• Problem description:
Of the lines in the data below, write out exactly those from the one holding "Sample: [(943, 428)]" through the one holding "Sample: [(1243, 46)]", both included.

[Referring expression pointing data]
------------------------------------

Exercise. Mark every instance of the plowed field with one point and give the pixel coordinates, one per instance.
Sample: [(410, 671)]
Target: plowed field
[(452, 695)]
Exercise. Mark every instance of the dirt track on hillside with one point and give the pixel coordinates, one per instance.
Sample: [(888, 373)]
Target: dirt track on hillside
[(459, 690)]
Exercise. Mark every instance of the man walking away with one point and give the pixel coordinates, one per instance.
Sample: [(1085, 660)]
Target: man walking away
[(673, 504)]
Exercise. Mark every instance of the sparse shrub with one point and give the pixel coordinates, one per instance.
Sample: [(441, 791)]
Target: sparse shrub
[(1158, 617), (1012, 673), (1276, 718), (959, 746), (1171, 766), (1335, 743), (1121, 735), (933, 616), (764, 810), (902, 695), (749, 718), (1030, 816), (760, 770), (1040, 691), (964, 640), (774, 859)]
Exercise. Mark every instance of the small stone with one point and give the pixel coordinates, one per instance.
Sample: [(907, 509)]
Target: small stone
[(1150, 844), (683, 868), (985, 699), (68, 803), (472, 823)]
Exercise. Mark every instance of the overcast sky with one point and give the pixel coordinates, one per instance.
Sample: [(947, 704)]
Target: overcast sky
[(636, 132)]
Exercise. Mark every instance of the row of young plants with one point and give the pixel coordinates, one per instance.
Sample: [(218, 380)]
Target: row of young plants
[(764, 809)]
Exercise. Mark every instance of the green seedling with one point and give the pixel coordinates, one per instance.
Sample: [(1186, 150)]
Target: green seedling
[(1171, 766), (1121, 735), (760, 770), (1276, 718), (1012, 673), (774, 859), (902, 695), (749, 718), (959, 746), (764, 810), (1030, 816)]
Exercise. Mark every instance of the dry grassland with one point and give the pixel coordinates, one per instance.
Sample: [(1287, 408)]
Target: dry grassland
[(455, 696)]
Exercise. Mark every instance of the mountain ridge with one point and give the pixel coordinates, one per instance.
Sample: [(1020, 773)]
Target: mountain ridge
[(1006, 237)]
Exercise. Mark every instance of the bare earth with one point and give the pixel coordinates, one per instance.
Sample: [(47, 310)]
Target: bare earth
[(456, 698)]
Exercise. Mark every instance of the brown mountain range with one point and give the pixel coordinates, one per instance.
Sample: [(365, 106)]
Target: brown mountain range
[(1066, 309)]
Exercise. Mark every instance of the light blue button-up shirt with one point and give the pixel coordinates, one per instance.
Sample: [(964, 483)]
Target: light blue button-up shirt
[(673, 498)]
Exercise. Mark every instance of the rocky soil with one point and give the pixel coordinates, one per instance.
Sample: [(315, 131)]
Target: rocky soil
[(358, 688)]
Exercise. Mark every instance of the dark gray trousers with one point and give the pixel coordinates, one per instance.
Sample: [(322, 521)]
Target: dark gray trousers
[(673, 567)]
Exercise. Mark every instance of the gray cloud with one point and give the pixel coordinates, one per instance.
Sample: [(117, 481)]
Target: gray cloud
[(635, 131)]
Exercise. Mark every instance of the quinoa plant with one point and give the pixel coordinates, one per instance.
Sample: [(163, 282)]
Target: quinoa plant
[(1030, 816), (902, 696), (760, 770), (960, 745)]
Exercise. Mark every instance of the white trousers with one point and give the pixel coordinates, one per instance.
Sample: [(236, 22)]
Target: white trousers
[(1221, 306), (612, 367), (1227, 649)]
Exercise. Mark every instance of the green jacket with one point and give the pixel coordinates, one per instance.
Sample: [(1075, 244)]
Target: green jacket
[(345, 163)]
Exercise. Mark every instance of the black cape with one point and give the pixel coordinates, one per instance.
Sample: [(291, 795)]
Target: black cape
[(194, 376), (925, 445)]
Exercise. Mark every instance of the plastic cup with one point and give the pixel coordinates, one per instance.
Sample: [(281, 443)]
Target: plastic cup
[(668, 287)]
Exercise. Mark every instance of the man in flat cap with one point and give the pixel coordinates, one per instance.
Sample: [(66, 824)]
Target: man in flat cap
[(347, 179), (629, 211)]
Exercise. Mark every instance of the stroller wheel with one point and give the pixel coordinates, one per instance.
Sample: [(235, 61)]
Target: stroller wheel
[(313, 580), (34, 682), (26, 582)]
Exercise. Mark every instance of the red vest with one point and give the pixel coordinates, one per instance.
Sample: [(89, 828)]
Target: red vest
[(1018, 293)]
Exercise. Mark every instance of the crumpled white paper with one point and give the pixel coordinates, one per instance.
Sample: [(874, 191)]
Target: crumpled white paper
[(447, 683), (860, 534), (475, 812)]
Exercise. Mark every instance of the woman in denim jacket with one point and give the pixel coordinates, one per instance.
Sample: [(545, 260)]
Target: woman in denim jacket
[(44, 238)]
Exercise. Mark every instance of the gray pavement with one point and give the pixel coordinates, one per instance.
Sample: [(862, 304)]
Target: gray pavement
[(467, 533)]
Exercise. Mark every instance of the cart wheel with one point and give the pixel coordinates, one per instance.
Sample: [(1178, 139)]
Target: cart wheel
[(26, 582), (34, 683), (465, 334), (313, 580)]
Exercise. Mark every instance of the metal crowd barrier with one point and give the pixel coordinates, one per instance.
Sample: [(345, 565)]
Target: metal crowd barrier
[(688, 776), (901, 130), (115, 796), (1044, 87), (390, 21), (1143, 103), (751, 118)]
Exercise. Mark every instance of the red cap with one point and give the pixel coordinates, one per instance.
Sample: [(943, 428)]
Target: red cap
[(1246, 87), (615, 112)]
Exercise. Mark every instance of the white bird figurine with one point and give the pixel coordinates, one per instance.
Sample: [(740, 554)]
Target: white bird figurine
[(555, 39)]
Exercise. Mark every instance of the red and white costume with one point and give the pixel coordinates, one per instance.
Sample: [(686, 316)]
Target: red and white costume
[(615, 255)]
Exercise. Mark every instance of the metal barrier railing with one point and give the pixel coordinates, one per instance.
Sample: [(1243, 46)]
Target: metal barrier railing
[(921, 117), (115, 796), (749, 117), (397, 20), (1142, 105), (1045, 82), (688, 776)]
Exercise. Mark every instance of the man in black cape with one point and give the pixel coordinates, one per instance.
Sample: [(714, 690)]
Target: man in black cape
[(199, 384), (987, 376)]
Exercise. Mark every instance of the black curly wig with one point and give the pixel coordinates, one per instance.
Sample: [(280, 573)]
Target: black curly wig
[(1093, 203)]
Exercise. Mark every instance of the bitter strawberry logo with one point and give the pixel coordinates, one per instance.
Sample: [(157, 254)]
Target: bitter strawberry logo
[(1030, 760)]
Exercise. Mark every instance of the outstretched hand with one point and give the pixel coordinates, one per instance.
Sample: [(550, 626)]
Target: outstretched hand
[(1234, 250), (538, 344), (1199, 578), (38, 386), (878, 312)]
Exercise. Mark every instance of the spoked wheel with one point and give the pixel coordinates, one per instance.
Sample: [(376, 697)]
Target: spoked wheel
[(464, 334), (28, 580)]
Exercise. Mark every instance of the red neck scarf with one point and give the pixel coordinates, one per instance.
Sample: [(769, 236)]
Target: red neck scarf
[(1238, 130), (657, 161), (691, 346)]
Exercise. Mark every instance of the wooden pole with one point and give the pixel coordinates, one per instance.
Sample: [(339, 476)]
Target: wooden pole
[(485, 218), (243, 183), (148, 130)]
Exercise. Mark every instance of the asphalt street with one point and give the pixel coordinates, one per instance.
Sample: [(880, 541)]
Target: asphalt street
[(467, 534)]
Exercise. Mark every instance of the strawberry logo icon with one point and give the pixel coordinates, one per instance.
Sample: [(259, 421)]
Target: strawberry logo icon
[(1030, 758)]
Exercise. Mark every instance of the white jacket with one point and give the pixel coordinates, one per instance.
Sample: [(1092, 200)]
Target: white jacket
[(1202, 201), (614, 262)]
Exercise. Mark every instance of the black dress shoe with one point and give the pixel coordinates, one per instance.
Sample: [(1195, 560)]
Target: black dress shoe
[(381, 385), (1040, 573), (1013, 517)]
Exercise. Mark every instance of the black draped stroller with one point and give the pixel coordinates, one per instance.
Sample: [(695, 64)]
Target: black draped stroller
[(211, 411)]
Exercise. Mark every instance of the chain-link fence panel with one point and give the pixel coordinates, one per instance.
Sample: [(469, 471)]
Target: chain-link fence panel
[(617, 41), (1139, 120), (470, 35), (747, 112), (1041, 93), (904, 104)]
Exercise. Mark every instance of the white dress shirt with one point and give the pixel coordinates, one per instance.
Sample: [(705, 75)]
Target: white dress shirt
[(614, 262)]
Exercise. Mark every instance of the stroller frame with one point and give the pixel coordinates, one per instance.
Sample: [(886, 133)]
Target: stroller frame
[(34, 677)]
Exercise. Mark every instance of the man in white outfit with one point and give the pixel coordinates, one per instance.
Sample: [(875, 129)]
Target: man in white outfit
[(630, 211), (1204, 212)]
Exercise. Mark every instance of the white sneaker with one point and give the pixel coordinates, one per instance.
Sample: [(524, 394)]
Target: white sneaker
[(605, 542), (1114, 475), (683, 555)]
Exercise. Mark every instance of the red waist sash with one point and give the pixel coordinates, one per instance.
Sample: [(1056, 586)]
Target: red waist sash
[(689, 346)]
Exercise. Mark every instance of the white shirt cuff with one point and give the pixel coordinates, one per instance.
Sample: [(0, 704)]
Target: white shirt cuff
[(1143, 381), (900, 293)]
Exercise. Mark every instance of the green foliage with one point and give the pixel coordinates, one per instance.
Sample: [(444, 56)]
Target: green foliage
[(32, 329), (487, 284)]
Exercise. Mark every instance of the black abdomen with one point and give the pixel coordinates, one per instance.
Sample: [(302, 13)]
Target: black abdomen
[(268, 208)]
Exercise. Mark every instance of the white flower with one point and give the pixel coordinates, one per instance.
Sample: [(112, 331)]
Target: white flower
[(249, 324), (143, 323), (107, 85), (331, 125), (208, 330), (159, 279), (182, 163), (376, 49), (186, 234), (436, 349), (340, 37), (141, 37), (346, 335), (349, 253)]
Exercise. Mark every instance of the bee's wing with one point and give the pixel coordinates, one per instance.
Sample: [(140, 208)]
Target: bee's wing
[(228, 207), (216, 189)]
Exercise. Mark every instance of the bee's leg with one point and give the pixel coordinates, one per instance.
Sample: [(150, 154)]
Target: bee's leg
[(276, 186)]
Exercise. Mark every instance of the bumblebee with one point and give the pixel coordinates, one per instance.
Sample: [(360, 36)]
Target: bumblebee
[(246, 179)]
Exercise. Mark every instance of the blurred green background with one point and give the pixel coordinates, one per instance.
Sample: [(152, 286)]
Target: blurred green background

------------------------------------

• Exercise solution:
Sample: [(943, 428)]
Target: red cap
[(1246, 87), (615, 112)]
Exercise. Mark every instance of the white bird figurine with one point and give the pixel coordinates, one per instance.
Sample: [(740, 554)]
Target: white bird figurine
[(555, 39)]
Exercise. Mark every instance of the red and white costume with one point and give the pixel coordinates, one per instance.
Sample: [(686, 316)]
Target: red and white costume
[(615, 255)]
Exercise. Mark every instance of the metal barrier railing with one point and give the pixel coordinates, one per instance.
Sample: [(1243, 46)]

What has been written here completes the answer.